— INSTRUCTIONS TO FOLLOW —
Gather every line below that contains the string "trees" and copy each one in full. Matching is case-sensitive.
>>>>>
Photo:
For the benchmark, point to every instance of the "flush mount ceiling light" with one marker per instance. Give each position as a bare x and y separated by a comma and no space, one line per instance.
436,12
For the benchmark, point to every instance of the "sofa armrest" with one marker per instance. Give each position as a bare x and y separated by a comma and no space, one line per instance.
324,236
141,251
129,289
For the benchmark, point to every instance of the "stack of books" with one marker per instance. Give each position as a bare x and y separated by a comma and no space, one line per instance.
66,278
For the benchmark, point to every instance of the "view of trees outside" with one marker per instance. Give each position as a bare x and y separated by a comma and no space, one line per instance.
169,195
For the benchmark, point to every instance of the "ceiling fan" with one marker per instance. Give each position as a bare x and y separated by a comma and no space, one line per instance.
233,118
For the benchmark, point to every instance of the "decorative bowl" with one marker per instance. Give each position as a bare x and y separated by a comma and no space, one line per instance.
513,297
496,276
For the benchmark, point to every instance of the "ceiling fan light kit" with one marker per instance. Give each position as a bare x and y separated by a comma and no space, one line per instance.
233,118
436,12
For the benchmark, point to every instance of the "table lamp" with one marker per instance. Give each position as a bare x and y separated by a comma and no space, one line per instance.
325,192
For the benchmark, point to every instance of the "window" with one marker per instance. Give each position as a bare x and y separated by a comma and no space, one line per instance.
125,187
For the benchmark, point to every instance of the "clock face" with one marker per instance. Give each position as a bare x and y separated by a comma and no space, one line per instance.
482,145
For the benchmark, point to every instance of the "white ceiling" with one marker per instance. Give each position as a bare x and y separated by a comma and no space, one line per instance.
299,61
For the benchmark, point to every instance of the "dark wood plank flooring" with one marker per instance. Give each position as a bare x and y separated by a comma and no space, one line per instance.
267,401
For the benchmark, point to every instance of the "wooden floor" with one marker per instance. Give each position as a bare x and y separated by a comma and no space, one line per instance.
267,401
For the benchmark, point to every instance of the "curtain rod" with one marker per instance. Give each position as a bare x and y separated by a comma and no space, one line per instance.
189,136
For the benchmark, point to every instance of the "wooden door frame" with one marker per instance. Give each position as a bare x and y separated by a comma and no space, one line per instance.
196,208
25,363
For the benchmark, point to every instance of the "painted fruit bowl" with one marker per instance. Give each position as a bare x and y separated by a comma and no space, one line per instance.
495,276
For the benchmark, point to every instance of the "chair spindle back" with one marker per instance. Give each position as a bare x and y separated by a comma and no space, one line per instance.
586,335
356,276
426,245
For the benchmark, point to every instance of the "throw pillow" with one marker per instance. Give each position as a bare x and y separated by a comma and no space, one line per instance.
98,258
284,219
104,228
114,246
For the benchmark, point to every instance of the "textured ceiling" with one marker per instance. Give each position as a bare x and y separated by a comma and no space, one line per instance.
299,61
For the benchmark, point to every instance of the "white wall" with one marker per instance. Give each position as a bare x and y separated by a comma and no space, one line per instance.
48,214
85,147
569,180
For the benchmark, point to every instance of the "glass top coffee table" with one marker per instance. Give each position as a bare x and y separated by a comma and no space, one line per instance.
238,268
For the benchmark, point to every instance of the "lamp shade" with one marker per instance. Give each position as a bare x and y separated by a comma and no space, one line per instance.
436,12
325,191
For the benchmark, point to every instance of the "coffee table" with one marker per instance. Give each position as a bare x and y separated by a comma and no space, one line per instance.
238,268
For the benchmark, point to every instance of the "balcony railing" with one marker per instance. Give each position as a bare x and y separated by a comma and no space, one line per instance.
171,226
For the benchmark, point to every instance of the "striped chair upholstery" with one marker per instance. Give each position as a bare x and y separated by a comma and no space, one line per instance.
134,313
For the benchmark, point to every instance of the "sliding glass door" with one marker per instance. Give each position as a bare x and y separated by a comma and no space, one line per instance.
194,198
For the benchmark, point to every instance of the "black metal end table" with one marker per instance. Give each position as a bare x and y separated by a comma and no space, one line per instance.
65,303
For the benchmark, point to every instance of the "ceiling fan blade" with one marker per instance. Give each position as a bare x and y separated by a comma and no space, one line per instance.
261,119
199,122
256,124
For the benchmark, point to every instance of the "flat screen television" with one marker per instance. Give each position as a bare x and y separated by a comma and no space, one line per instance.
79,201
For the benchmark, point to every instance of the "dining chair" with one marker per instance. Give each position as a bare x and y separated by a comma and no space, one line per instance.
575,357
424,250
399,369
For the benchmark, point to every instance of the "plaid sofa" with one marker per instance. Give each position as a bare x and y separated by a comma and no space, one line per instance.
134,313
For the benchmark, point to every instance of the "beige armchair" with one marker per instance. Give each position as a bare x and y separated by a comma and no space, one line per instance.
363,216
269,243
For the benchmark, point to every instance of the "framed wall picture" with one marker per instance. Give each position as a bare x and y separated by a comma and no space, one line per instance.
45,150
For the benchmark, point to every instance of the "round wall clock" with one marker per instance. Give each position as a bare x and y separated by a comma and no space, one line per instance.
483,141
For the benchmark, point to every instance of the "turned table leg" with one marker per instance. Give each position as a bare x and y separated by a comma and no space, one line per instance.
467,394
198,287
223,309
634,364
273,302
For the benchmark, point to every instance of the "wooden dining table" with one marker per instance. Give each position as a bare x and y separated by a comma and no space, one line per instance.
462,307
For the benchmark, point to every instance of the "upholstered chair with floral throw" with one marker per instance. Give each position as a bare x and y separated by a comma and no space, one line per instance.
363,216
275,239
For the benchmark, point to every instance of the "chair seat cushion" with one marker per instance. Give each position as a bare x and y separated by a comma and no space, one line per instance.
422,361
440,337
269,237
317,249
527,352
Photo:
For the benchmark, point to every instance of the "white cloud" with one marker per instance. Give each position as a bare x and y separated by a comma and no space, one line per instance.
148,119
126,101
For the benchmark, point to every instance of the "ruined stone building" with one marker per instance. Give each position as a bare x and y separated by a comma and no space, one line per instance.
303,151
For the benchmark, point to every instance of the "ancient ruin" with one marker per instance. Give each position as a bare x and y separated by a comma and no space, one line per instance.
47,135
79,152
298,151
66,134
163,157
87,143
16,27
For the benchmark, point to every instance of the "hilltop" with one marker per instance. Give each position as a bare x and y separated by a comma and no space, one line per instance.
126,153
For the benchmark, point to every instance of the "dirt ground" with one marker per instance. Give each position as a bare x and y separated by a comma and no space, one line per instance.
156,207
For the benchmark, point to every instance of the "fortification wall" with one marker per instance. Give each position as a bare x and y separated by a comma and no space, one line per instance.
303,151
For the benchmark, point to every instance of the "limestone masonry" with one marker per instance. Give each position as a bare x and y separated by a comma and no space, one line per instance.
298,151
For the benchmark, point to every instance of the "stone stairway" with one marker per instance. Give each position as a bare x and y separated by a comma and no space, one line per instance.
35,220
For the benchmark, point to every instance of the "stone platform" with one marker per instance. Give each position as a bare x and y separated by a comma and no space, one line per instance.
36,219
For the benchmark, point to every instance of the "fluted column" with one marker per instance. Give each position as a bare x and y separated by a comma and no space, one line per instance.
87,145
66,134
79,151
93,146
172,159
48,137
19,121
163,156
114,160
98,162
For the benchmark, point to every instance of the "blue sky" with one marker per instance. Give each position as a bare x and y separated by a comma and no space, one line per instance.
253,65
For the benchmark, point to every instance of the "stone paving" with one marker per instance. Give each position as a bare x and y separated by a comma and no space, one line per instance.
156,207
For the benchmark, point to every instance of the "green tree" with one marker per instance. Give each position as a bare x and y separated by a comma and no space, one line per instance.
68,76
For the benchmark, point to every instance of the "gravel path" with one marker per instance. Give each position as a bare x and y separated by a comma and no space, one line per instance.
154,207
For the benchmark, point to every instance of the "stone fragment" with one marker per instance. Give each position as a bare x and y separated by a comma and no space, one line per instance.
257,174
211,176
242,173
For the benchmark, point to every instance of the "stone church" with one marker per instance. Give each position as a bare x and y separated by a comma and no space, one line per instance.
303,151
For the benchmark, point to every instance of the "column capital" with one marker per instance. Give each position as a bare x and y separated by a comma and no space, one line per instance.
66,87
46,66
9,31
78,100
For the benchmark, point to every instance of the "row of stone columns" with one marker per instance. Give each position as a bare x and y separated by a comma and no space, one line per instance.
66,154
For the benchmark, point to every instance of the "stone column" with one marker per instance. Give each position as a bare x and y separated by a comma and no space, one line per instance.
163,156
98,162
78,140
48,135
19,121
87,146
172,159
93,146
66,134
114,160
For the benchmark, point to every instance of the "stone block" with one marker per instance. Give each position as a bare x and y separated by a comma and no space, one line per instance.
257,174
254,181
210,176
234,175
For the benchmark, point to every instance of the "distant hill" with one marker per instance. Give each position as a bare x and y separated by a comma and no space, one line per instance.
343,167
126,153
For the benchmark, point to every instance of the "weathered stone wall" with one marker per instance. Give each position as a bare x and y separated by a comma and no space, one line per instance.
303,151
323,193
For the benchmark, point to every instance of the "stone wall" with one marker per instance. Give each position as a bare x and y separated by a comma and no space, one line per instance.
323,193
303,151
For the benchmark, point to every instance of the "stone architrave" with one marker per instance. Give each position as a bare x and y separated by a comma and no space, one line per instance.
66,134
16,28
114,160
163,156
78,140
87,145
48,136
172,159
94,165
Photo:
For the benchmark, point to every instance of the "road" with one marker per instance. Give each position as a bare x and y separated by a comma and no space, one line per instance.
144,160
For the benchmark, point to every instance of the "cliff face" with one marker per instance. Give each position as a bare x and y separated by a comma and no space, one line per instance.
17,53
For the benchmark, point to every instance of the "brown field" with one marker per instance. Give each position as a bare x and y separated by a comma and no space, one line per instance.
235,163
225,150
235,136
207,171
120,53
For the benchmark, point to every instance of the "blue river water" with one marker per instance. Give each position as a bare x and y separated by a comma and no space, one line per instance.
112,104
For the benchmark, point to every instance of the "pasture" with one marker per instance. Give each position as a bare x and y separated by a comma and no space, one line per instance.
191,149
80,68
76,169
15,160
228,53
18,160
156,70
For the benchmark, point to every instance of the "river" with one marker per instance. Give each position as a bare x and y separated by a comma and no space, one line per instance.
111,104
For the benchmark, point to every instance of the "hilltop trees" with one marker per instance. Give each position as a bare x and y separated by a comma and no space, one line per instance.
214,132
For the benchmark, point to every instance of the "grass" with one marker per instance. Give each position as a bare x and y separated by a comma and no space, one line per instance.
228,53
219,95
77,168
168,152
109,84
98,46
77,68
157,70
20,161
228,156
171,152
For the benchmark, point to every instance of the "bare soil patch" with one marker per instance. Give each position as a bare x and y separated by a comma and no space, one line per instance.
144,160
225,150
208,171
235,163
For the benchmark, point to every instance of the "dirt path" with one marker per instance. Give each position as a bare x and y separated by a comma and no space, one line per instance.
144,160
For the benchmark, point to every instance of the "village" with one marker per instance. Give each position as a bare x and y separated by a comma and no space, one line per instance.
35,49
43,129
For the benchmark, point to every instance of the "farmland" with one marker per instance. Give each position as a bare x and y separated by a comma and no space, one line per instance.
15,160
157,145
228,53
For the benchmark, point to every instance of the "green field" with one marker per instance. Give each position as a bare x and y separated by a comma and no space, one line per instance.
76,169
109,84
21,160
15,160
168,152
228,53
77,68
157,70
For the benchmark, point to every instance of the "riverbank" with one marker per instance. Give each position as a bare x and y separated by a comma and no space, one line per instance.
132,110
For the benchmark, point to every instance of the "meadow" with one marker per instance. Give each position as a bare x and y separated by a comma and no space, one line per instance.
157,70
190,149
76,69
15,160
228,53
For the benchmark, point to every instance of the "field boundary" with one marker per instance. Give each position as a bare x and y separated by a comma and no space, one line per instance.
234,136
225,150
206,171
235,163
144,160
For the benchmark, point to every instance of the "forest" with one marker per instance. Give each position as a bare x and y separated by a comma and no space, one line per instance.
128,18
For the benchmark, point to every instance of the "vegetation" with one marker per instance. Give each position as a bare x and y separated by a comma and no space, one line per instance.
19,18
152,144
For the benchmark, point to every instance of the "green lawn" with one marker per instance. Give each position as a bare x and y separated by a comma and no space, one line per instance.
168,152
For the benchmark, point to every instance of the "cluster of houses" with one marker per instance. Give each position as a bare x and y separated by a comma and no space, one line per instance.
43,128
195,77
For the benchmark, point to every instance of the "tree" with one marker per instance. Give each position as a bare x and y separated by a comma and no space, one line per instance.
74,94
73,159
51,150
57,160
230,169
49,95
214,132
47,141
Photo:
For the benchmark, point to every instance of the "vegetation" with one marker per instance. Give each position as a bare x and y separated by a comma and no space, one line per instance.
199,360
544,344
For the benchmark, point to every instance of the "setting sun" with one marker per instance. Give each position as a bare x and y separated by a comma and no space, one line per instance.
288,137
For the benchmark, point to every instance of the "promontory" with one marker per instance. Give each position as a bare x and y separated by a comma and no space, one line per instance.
<<<<<
— COMPLETE ANSWER —
For the benchmark, point to every instance of the "view of trees outside" with one marker per instance. Give each position as a bare x and y separated by a comma and no space, one line per instance.
For the benchmark, point to every instance of the "hilltop trees" with one marker per instance. Give each position as a bare x and y separated by a comma and no space, one line per instance.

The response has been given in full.